Texte à analyser:
%%
L E Dr Harold Shipman, généraliste à Hyde, une petite ville tranquille près de Manchester, figure déjà en bonne position dans la sinistre galerie des plus grands serial killers de l'Histoire.
Le jury du tribunal de Preston l'a en effet reconnu coupable des meurtres de quinze femmes, ses patientes de longue date. Agées de 49 à 81 ans, elles ont été tuées en 1997 et 1998 par injection de diamorphine (héroïne). Ce qui a valu au praticien une condamnation à la réclusion criminelle à perpétuité (« le Quotidien » du 2 février 2000). Mais celui que le « Times » appelle le « Mengele britannique » est soupçonné d'avoir fait passer de vie à trépas bien plus de malades.
Un « supplément » de 250 morts
Pour étayer les soupçons, la justice avait commandé un rapport au Pr Richard Baker pour comparer les dossiers du Dr Shipman à ceux de praticiens exerçant dans la même région proche de Manchester. L'expert avait relevé un « supplément » de 250 morts. Des décès « en excès », repérés dès le début de la carrière du médecin, il y a vingt-cinq ans, et dont le nombre aurait augmenté rapidement. Les noms des éventuelles victimes ont été transmis au juge Janet Smith.
Cette magistrate spécialisée dans les affaires dites de « négligence médicale » (un intitulé qui prêterait à sourire sans la monstruosité du dossier) a décidé d'en avoir le cur net.
Convoquant les familles à Manchester, près de Hyde, elle a annoncé qu'elle ordonnait une enquête publique pour déterminer si le médecin a tué plus de 15 personnes et jusqu'à 466, voire davantage.
Pour se forger une conviction, l'enquête va à présent ouvrir les dossiers de chacun des 466 patients dont le Dr Shipman a signé les actes de décès. Elle va s'efforcer aussi d'entrer en contact avec les quelque 152 autres patients que le Dr Shipman a traités au cours de ses vingt-quatre ans de carrière.
Les investigations examineront encore les certificats de décès signés pendant les trois années où le généraliste exerça son art à Tomorden, dans le nord de l'Angleterre, avant de s'établir à Hyde, à partir de 1977.
« Je m'attends qu'il y ait beaucoup de cas où je serai en mesure de dire s'il existe un doute, pronostique la juge. Il y en aura d'autres pour lesquels ce ne sera pas possible ».
Janet Smith a exprimé l'espoir que cette enquête apporte aux familles un « sentiment d'achèvement ».
%%
Données fournies:
%%
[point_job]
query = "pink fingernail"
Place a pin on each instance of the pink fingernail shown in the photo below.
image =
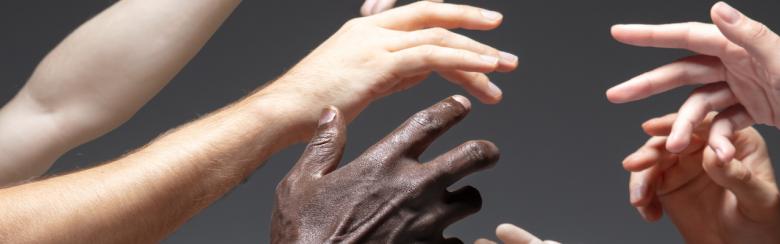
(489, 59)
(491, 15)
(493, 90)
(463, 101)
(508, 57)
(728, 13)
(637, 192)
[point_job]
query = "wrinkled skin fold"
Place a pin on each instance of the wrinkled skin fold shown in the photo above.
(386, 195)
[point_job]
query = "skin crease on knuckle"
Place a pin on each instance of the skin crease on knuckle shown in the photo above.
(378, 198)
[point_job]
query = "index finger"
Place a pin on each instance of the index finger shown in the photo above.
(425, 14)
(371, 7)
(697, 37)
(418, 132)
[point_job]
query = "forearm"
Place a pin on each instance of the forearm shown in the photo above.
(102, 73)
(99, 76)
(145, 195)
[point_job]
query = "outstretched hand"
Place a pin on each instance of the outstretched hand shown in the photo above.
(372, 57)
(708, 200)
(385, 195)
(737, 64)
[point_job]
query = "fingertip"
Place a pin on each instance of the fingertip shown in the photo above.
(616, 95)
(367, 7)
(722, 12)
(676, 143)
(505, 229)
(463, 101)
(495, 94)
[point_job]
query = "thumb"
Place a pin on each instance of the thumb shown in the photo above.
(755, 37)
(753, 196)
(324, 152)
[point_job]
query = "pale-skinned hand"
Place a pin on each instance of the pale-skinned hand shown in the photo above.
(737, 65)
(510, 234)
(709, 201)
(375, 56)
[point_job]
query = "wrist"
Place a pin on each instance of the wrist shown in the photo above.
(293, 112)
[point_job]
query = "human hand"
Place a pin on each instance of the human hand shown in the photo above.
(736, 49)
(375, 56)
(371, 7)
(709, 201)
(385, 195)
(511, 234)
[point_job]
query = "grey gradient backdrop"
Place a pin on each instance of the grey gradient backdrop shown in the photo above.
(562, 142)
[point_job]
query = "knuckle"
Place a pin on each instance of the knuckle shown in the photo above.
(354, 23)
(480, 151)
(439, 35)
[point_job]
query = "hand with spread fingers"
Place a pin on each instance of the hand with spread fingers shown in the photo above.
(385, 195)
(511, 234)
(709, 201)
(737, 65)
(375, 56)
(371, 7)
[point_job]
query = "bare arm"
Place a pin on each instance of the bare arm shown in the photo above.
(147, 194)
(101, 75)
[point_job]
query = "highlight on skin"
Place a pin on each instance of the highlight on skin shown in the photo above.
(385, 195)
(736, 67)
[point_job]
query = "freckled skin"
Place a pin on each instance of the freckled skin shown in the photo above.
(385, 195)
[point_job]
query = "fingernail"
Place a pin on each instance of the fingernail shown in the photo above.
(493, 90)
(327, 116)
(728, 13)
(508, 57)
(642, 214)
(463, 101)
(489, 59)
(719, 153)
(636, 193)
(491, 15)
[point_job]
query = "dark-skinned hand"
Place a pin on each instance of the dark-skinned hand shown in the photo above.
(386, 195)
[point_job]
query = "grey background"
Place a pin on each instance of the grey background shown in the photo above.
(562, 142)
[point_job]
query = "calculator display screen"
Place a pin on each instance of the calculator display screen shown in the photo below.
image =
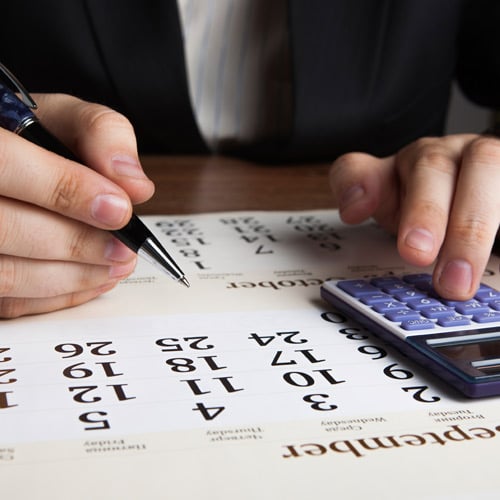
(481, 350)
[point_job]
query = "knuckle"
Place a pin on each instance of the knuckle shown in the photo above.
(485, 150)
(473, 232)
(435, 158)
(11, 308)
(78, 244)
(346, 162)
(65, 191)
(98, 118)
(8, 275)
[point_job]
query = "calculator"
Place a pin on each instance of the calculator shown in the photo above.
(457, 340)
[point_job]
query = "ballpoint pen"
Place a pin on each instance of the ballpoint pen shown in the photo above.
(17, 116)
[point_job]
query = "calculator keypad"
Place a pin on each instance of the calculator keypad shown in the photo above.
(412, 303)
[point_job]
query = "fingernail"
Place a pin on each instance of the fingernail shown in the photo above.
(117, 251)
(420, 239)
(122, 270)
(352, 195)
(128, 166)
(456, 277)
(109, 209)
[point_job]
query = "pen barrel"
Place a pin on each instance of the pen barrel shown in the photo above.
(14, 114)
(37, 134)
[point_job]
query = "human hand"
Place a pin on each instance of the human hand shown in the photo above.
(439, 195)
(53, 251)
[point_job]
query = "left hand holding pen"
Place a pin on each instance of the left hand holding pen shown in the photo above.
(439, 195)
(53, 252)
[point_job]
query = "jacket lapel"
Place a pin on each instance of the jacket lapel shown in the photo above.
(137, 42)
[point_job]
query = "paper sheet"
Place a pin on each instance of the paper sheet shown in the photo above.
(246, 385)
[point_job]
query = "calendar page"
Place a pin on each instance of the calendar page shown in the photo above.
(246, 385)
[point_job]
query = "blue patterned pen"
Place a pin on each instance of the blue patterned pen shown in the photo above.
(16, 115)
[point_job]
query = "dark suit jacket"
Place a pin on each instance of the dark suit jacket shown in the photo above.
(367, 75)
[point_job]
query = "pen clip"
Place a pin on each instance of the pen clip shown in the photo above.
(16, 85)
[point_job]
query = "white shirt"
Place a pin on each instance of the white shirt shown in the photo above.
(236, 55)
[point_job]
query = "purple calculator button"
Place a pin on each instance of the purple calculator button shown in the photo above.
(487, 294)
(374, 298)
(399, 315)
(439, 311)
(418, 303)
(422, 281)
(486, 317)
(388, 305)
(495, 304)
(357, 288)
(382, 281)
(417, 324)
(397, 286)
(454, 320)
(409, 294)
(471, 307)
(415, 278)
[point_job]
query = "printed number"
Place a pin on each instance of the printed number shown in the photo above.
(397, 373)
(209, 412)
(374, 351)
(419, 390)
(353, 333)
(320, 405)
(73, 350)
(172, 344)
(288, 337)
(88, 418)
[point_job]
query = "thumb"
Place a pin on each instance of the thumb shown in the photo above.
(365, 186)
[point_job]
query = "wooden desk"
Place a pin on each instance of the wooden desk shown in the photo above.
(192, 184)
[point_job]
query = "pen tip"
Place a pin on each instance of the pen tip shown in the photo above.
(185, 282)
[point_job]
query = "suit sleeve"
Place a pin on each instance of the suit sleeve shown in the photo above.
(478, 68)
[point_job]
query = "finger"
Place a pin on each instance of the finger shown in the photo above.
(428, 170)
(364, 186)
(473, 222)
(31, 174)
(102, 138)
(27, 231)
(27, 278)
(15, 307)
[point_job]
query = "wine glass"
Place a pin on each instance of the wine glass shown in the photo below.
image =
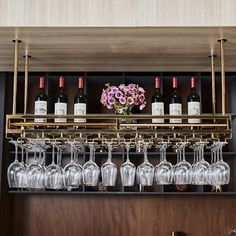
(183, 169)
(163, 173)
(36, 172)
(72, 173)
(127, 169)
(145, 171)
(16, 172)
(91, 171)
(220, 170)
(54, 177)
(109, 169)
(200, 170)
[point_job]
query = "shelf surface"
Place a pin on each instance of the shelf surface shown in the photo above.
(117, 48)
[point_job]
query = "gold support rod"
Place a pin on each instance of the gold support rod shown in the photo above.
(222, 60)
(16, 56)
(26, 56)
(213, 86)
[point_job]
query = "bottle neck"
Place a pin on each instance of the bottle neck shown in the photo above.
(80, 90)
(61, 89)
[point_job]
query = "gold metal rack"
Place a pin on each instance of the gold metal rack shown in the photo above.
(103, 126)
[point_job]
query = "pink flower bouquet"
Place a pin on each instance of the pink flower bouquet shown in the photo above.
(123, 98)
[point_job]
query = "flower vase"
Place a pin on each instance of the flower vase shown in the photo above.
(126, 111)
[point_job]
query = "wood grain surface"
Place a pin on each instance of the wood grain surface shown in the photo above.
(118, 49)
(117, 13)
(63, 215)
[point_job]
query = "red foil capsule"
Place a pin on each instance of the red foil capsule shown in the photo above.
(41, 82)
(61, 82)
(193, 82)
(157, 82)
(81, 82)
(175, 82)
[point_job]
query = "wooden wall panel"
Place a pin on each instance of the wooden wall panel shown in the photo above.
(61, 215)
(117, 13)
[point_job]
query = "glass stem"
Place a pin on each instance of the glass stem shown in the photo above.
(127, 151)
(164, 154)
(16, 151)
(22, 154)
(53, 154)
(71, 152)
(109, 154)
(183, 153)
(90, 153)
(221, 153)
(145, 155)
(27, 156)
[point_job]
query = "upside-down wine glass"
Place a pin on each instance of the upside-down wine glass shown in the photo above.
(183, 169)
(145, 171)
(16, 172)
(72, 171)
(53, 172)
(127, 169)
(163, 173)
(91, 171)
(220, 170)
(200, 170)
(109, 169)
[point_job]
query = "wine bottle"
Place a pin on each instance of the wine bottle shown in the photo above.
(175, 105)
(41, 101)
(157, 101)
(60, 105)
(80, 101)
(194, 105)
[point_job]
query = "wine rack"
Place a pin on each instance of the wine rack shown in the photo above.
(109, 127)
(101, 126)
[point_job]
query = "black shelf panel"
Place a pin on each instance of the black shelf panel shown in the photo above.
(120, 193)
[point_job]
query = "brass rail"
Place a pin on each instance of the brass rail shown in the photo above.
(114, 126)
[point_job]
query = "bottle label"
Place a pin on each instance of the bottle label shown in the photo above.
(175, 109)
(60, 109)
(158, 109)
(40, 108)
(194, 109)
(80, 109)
%%
Problèmes à résoudre:
a. Réécrivez sous forme de liste le paragraphe du texte sur l'affaire Shipman qui commence par « Pour étayer les soupçons », en gardant ses faits principaux.
b. Relevez toutes les villes nommées dans le texte sur l'affaire Shipman.

Solutions par tâche:
a.
- La justice a commandé un rapport au Pr Richard Baker pour comparer les dossiers du Dr Shipman à ceux d'autres médecins de la même région, près de Manchester.
- L'expert a relevé un « supplément » de 250 morts.
- Ces décès en excès ont été repérés dès le début de la carrière du médecin, il y a vingt-cinq ans, et leur nombre aurait augmenté rapidement.
- Les noms des victimes possibles ont été transmis au juge Janet Smith.

b.
- Hyde
- Manchester
- Preston
- Tomorden